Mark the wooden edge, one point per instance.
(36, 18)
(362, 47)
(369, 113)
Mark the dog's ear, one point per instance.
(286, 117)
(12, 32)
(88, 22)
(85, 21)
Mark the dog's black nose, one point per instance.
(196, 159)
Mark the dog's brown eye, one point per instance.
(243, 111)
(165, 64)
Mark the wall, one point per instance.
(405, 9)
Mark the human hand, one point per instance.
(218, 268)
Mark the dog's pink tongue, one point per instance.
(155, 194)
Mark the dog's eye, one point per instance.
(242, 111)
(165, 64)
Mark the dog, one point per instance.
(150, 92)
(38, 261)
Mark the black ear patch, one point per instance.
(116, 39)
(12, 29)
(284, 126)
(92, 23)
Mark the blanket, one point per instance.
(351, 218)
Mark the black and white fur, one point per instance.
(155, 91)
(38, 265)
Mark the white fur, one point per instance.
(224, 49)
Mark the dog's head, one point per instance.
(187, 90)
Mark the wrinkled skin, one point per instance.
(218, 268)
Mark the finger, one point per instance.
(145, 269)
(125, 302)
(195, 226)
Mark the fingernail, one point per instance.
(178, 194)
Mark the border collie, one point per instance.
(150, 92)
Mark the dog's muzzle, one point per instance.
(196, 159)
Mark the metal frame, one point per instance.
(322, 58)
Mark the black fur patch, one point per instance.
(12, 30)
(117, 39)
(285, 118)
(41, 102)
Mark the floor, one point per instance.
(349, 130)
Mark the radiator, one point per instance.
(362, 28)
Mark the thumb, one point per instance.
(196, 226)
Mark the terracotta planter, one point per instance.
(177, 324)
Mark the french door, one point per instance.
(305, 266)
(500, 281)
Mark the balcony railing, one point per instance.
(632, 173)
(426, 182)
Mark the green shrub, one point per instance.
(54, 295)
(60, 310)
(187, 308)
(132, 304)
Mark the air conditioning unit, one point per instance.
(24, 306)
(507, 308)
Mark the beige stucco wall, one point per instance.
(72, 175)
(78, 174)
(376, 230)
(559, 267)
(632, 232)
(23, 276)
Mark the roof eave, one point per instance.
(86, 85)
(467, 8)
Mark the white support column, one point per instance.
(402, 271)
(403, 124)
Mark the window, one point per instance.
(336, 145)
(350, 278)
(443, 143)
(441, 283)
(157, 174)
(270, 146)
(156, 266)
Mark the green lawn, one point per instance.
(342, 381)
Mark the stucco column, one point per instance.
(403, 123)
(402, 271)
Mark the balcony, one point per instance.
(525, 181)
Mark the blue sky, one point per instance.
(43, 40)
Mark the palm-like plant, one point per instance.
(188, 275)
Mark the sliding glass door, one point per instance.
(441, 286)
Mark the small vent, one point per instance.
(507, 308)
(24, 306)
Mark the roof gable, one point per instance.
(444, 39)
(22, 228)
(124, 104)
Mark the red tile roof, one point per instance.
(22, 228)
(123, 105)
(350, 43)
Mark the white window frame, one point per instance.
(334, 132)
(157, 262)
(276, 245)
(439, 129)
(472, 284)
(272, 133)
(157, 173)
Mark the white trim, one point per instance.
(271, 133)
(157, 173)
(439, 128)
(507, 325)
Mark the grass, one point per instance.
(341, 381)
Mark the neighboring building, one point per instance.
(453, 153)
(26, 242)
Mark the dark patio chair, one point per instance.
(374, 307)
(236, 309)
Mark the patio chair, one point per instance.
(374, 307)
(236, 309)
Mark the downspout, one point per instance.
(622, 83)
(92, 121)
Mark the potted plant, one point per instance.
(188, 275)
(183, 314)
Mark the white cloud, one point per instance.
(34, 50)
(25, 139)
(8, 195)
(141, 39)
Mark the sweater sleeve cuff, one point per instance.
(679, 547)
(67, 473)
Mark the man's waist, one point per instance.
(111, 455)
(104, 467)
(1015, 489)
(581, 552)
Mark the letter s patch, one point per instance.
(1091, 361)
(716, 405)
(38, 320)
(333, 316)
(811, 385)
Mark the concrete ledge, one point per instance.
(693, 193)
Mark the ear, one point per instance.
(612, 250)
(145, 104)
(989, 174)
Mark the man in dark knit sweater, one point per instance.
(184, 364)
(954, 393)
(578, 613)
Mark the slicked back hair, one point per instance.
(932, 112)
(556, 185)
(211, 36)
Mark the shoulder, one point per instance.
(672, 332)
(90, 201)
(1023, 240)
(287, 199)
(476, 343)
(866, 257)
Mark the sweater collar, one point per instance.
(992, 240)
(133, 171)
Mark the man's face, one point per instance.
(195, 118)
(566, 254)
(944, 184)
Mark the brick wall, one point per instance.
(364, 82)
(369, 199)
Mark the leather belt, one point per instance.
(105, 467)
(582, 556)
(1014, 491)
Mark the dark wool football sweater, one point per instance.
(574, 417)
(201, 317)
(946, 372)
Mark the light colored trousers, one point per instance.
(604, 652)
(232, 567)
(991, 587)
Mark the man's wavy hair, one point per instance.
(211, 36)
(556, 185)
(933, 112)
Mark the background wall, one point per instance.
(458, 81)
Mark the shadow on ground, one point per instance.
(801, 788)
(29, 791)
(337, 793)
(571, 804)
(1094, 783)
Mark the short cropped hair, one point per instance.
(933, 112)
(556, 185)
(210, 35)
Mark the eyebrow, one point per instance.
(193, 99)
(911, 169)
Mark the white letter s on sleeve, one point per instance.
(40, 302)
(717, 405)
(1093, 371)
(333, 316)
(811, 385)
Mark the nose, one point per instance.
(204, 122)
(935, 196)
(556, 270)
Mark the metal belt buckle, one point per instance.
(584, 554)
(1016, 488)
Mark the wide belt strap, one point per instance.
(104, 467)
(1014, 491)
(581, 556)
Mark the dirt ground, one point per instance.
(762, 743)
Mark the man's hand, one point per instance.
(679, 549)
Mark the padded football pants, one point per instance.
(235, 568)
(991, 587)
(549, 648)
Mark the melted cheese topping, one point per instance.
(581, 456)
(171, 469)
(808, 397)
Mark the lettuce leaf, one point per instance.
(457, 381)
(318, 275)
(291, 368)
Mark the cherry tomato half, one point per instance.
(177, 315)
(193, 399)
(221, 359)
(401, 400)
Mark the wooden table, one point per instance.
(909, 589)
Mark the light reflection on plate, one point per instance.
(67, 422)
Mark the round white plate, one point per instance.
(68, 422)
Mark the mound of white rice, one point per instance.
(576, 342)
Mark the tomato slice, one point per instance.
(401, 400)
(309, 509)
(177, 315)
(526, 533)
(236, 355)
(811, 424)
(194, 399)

★ ★ ★ ★ ★ ★ ★

Repeat the data above, word for word.

> **Final result**
Mark the wooden edge, one point per instance.
(36, 18)
(362, 47)
(369, 113)
Mark the dog's ear, one point per instance.
(286, 117)
(12, 32)
(88, 22)
(85, 21)
Mark the dog's black nose, one point per instance.
(196, 159)
Mark the dog's brown eye, one point per instance.
(243, 111)
(165, 64)
Mark the wall, one point per instance.
(405, 9)
Mark the human hand, one point per instance.
(218, 268)
Mark the dog's pink tongue, one point per instance.
(155, 194)
Mark the dog's eye, one point per instance.
(242, 111)
(165, 64)
Mark the dog, one point per instance.
(150, 92)
(38, 261)
Mark the black ear patch, one point per instance.
(116, 39)
(12, 29)
(284, 126)
(92, 23)
Mark the blanket, one point per instance.
(351, 218)
Mark the black and white fur, one point per instance.
(155, 91)
(38, 265)
Mark the white fur, one point per instance.
(224, 49)
Mark the dog's head, one point per instance.
(187, 90)
Mark the wrinkled skin, one point per instance.
(218, 268)
Mark the finger, one point per instance.
(145, 269)
(125, 302)
(195, 226)
Mark the fingernail, one point per instance.
(178, 194)
Mark the border collie, one point per instance.
(150, 92)
Mark the dog's muzzle, one point per instance.
(196, 159)
Mark the metal frame, one point per instance.
(322, 58)
Mark the black fur patch, one point per instance.
(12, 30)
(117, 39)
(285, 118)
(41, 102)
Mark the floor, one point per instance.
(349, 130)
Mark the radiator, one point per instance.
(362, 28)
Mark the thumb, one point per instance.
(196, 226)
Mark the terracotta planter, one point per instance.
(177, 324)
Mark the french door, one point per instance.
(305, 266)
(500, 281)
Mark the balcony railing, one point per instance.
(632, 173)
(426, 182)
Mark the green shrub, one point per instance.
(54, 295)
(60, 310)
(187, 308)
(132, 304)
Mark the air conditioning unit, one point per instance.
(24, 306)
(507, 308)
Mark the beige stucco wall, one point per instance.
(72, 175)
(78, 174)
(376, 230)
(559, 267)
(632, 232)
(23, 276)
Mark the roof eave, one point per instance.
(86, 85)
(467, 8)
Mark the white support column, one point per instance.
(402, 271)
(403, 124)
Mark the window, one point per instance.
(336, 145)
(350, 278)
(443, 143)
(441, 283)
(157, 174)
(270, 146)
(156, 266)
Mark the green lawn, one point per instance.
(342, 381)
Mark the stucco column, one point per instance.
(403, 123)
(402, 271)
Mark the balcony, one point per instance.
(525, 181)
Mark the blue sky, one point per instance.
(43, 40)
Mark the palm-like plant, one point per instance.
(188, 275)
Mark the sliding glass door, one point per instance.
(441, 286)
Mark the small vent, one point per instance.
(507, 308)
(24, 306)
Mark the roof gable, one point per instance.
(444, 39)
(22, 228)
(124, 104)
Mark the red tile roof, one point per instance.
(22, 228)
(123, 105)
(350, 43)
Mark the white window frame, one point per instance.
(334, 132)
(157, 262)
(276, 245)
(439, 129)
(472, 284)
(272, 133)
(157, 173)
Mark the white trim, one point per instance.
(271, 133)
(157, 173)
(439, 128)
(507, 325)
Mark the grass, one point per instance.
(341, 381)
Mark the neighboring building, one point per instance.
(453, 153)
(26, 242)
Mark the dark patio chair, one point per instance.
(374, 307)
(236, 309)
Mark the patio chair, one point per instance.
(374, 307)
(236, 309)
Mark the downspout, one point per instance.
(622, 83)
(92, 121)
Mark the potted plant, one point per instance.
(188, 275)
(183, 314)
Mark the white cloud, one point per instance.
(34, 50)
(25, 139)
(8, 195)
(141, 39)
Mark the sweater sleeve cuff, one point per instance.
(679, 547)
(67, 473)
Mark the man's waist, one point per instance.
(111, 455)
(104, 467)
(1015, 489)
(581, 552)
Mark the letter s patch, one point per instance.
(1091, 361)
(716, 405)
(38, 320)
(333, 316)
(811, 385)
Mark the concrete ledge, one point per instance.
(693, 193)
Mark the ear, one point per instance.
(612, 250)
(145, 104)
(989, 174)
Mark the man in dark knit sweater, one point per instance.
(184, 364)
(954, 393)
(578, 613)
Mark the slicked back hair, one point per instance.
(932, 112)
(556, 185)
(211, 36)
Mark the shoulder, one point per instance.
(672, 332)
(90, 201)
(1023, 240)
(287, 199)
(476, 343)
(866, 257)
Mark the sweater collar, one point per instance.
(992, 240)
(133, 171)
Mark the man's face, one point per instance.
(195, 118)
(566, 254)
(944, 184)
Mark the brick wall, one point per instance.
(364, 82)
(369, 199)
Mark the leather belt, one point per instance.
(105, 467)
(582, 556)
(1014, 491)
Mark the dark wool football sweater, one point per instance.
(574, 417)
(201, 317)
(946, 372)
Mark the light colored trousers, one point per instance.
(604, 652)
(232, 567)
(991, 587)
Mark the man's wavy hair, one point per instance.
(211, 36)
(556, 185)
(933, 112)
Mark the background wall, one point per instance.
(458, 81)
Mark the shadow on ground, one point per instance.
(801, 788)
(29, 791)
(337, 793)
(571, 804)
(1094, 783)
Mark the short cropped hair, one point per instance.
(933, 112)
(556, 185)
(210, 35)
Mark the eyebrow, one point per instance.
(193, 99)
(911, 169)
Mark the white letter s on sleeve, one point per instance.
(40, 302)
(717, 405)
(1093, 371)
(333, 316)
(811, 385)
Mark the nose, one point per instance.
(204, 122)
(935, 196)
(556, 270)
Mark the metal belt buckle, one point per instance.
(584, 554)
(1016, 488)
Mark the wide belt strap, one point per instance.
(104, 467)
(1014, 491)
(581, 556)
Mark the dirt ground, one point per instance.
(762, 743)
Mark the man's hand, one point per instance.
(679, 549)
Mark the padded football pants, one point per instance.
(235, 568)
(991, 587)
(549, 648)
Mark the melted cheese topping, one point per instance.
(581, 456)
(171, 469)
(808, 397)
Mark the lettuce leaf, one point per instance.
(457, 381)
(318, 275)
(291, 368)
Mark the cherry tomato half, one point per instance.
(177, 315)
(193, 399)
(221, 359)
(401, 400)
Mark the wooden table, one point per instance.
(909, 589)
Mark the light reflection on plate, one point per instance.
(67, 422)
Mark the round white plate, one point per instance.
(68, 422)
Mark the mound of white rice, one point per instance.
(576, 342)
Mark the tomato slice, one point per instance.
(401, 400)
(309, 509)
(177, 315)
(526, 533)
(236, 355)
(811, 424)
(194, 399)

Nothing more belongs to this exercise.